> [Work to be completed]: Exactly reproduce the lines from the line containing "Return the outline of every instance of the person" to the end of the data below, inclusive, and nothing else.

Items from a dataset
────

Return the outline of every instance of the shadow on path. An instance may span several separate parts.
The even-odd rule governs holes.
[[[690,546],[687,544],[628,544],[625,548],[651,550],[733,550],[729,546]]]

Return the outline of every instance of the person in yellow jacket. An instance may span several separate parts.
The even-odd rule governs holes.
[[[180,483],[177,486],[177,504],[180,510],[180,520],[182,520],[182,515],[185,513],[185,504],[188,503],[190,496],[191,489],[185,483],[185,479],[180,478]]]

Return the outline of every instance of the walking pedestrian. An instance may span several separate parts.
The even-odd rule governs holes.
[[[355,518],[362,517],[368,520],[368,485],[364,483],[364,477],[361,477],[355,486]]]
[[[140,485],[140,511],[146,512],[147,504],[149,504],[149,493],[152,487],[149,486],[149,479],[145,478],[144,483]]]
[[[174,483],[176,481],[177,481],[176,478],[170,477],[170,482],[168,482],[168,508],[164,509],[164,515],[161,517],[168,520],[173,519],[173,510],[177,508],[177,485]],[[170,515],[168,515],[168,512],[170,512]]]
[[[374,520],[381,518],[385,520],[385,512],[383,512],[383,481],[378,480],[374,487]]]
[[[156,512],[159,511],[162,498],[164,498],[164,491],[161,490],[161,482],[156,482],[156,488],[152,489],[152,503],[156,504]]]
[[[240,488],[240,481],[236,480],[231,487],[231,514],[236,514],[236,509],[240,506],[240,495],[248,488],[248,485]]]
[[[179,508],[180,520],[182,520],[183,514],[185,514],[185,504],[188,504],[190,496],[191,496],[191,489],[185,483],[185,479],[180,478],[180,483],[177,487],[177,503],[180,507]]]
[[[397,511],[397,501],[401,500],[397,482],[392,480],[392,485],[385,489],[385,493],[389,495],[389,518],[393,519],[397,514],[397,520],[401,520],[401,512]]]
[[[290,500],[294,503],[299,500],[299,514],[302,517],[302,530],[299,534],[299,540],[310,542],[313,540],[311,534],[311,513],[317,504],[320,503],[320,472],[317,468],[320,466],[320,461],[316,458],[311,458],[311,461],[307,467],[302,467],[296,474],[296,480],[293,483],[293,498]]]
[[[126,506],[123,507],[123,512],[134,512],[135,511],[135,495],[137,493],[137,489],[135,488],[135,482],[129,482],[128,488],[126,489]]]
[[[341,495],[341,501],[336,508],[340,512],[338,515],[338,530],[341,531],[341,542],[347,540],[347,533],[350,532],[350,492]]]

────

> [Exercise answer]:
Return the outline of every instance of the person in yellow jacket. An instance may span several separate parts.
The even-odd rule governs holes.
[[[180,483],[177,486],[177,504],[180,510],[180,520],[182,520],[182,515],[185,513],[185,504],[188,503],[190,496],[191,489],[185,483],[185,479],[180,478]]]

Return the outline of every instance of the walking pedestrian. An instance may span several separate parts.
The even-odd rule governs holes.
[[[355,518],[362,517],[368,520],[368,485],[364,483],[364,477],[361,477],[355,486]]]
[[[140,485],[140,511],[146,512],[147,504],[149,504],[149,493],[152,487],[149,486],[149,479],[145,478],[144,483]]]
[[[174,483],[176,481],[177,481],[176,478],[170,477],[170,482],[168,482],[168,508],[164,509],[164,515],[161,517],[168,520],[173,519],[173,510],[177,508],[177,485]],[[170,515],[168,515],[168,512],[170,512]]]
[[[374,520],[381,518],[385,520],[385,512],[383,512],[383,481],[378,480],[374,487]]]
[[[156,512],[159,511],[162,498],[164,498],[164,491],[161,490],[161,482],[156,482],[156,488],[152,489],[152,503],[156,504]]]
[[[240,488],[240,481],[236,480],[231,487],[231,514],[236,514],[236,509],[240,506],[240,495],[248,488],[248,485]]]
[[[179,508],[180,520],[182,520],[183,514],[185,514],[185,504],[188,504],[190,496],[191,496],[191,489],[185,483],[185,479],[180,478],[180,483],[177,487],[177,503],[180,507]]]
[[[397,511],[397,501],[401,500],[397,482],[392,480],[392,485],[385,489],[385,493],[389,495],[389,518],[393,519],[397,514],[397,520],[401,520],[401,512]]]
[[[290,500],[294,503],[299,500],[299,514],[302,517],[302,530],[299,534],[299,540],[310,542],[313,540],[311,534],[311,513],[317,504],[320,503],[320,472],[317,468],[320,466],[320,461],[316,458],[311,458],[311,461],[307,467],[302,467],[296,474],[296,480],[293,483],[293,498]]]
[[[126,506],[123,507],[123,512],[134,512],[135,511],[135,495],[137,493],[137,489],[135,488],[135,482],[129,482],[128,488],[126,489]]]
[[[341,495],[341,501],[336,508],[340,512],[338,515],[338,530],[341,531],[341,542],[347,540],[347,533],[350,532],[350,492]]]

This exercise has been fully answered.